== PROBLEM SET ==
(1) In the story about Goodwill's salvaging area, how many weeks can items sit unsold in the store before they are sent to salvaging?
(2) Carry on the story about Goodwill's salvaging area from its final paragraph.

### EXTRACTED TEXT ###

This story is originally from KTAB/KRBC's Hidden Gems segment. Click here to see more from this story and others around the Big Country.
When you donate items to Goodwill, most of those items are sold to the community at a low price, but what happens to the items that are given to Goodwill that can’t be sold?
Items that can’t be sold are brought to a salvaging area, where they are donated, once again, to another good cause.
When you walk into the salvaging area on North 1st Street, you will find a baler, like Jeff Hinchcliffe. Hinchcliffe throws clothes or linens into a compressor, creating bales of items to be shipped.
Hinchcliffe told KTAB/KRBC this job has given him stability, after facing unemployment during the COVID-19 pandemic, “It was like a year and a half without a job.”
Applying to work at Goodwill, Hinchcliffe said he was delighted to get the job, but then he said he was evicted soon after. Not long after that, he said he lost his cat who he called his best friend, “I had him for eight and a half years.”
Goodwill said it stepped up to help its new employee, Hinchcliffe, again by offering him a home through a grant. Now, Hinchcliffe says he feels like he is able to give back to the community by keeping waste out of the landfills and helping the lives of items last longer.
Salvaging Manager, Ray Castillo said it’s stories like Hinchcliffe’s that gives importance to his job. While he said his position is new, he felt needed in order to create more opportunities for Goodwill to reuse and recycle the goods it receives.
Castillo told KTAB/KRBC the items that make it to the salvaging area are either stained or worn, or they are not sold in the store for four to five weeks. After that period, the goods are thrown into a compressor and turned into clothing bales.

### SOURCE INFORMATION ###

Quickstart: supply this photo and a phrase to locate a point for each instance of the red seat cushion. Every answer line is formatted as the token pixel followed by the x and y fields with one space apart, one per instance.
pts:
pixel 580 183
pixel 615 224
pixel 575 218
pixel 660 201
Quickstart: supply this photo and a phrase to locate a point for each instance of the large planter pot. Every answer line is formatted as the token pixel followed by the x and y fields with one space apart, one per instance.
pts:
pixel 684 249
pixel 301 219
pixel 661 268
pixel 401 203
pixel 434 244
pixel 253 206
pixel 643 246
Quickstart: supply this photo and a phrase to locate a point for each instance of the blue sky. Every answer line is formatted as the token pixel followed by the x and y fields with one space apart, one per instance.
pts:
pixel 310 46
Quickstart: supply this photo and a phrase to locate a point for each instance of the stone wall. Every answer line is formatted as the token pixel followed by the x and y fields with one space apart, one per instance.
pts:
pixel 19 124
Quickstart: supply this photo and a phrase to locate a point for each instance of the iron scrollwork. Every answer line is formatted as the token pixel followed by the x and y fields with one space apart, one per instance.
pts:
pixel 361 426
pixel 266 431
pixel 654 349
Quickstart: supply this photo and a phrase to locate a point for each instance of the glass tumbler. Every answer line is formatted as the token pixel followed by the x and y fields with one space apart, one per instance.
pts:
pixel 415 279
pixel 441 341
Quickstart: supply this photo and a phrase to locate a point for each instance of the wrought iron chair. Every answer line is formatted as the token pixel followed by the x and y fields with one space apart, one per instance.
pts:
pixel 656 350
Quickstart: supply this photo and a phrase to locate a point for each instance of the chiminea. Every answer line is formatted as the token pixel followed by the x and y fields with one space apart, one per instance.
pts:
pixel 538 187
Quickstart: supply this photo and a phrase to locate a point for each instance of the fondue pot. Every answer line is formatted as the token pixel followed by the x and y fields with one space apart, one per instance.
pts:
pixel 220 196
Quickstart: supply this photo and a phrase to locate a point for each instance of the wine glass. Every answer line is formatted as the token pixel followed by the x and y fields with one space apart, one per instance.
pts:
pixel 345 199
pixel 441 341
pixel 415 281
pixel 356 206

###

== ANSWERS ==
(1) Four to five weeks.

(2)
“So, we’ll have a re-seller come in and usually buy 48 of these bales,” Castillo explained. “They purchase them and take them to, say, Canada or Mexico, and they resale them over there.”
A number is written on the clothing bales, showing how much the bale weighs, which averages right around 900 pounds.
“Last year, Goodwill of West Texas salvaged 3.5 million pounds of donated goods,” said Kaitlin Paonessa, Director of Communications for Goodwill West Texas.
Paonessa said this job helps recycle these products, and it helps the employees have a stable income.
“You can feel good donating to Goodwill knowing that you are going to extend the lives of your items that you no longer need, and that those items are going to help fund programs that are going to help people,” encouraged Paonessa.
Donations, according to Paonessa, can help people like Hinchcliffe, who, by the way, finally got a new best friend. A new cat he calls Greebo!
Other items can also be sold to vendors, besides clothes. The vendors Goodwill currently has buys accessories, books, shoes, linens, and clothes. The newest addition to the list is a vendor that buys children’s toys.